Bob nodded with pleasure when we asked him if he had any guns or weapons of destruction on him. It became evident that this event was going to be played by the book by all concerned. The Beechjet guys would fly first, and that would give me a little more time in the cockpit to prepare and work out weights and speeds.
When our time arrived, Bob agreed to the short flight from St. Petersburg (KPIE) to Sarasota (KSRQ), Florida.
The short trip would save fuel, but things happen quickly in a Lear on short segments. We’d fly the ILS to Runway 14 at KSRQ. Bob watched us do the preflight without saying much, but when Jason briefed him on the emergency procedures, Bob asked him how to tell if the life jackets were current and approved. Good thing Jason knew.
As I called for the clearance, Jason closed the door, always a thrill on the Lear 31A. Sure enough, the door light would not extinguish on the glareshield annunciator light panel, so we recycled. Still no joy. We called maintenance, which came out and concluded that it was a switch issue, MEL’d the door annunciator light and affixed a placard to the glareshield. Then Jason closed the door one more time, and the light went out. Natch.
Off we went, taxi diagram on the yoke, reading checklists and, finally, lining up for takeoff. It all went well. When our heading to intercept the ILS at KSRQ looked like it might not get us lined up, Jason said, “Ask for an additional 10 left.”
I did, and then jumped off our common radio frequency to get the ATIS. Jason acknowledged and briefed me when I got back that the only change had been the heading. I checked the audio for the ILS and copied the appropriate dots and dashes. I computed the landing and go-around speeds. I briefed Jason on the approach, including the date of publication of the Jeppesen chart. He briefed the go-around procedure.

--------

> Problem 1
List each line of the entries that contains the word "Every", treating uppercase and lowercase letters as distinct.
The flight account and the entries come from unrelated sources.

> Records to use
--------

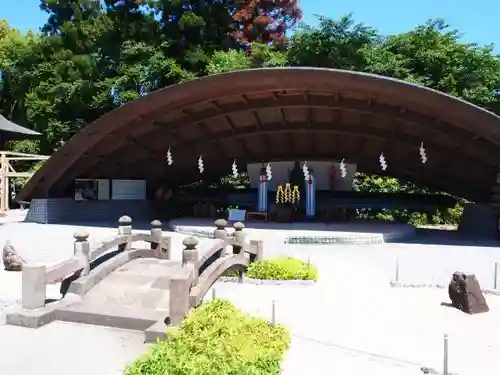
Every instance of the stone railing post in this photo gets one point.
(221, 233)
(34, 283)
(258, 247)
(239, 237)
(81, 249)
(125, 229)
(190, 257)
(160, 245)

--------

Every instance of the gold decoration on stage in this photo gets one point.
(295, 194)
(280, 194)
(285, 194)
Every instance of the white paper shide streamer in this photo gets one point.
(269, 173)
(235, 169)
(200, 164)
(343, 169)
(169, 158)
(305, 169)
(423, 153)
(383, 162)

--------

> Problem 2
Reproduce the flight account word for word from "Off we went, taxi" to "the go-around procedure.".

> Full response 1
Every instance of the stone railing post in this photo gets one point.
Every instance of the gold decoration on stage in this photo gets one point.
Every instance of the white paper shide streamer in this photo gets one point.

> Full response 2
Off we went, taxi diagram on the yoke, reading checklists and, finally, lining up for takeoff. It all went well. When our heading to intercept the ILS at KSRQ looked like it might not get us lined up, Jason said, “Ask for an additional 10 left.”
I did, and then jumped off our common radio frequency to get the ATIS. Jason acknowledged and briefed me when I got back that the only change had been the heading. I checked the audio for the ILS and copied the appropriate dots and dashes. I computed the landing and go-around speeds. I briefed Jason on the approach, including the date of publication of the Jeppesen chart. He briefed the go-around procedure.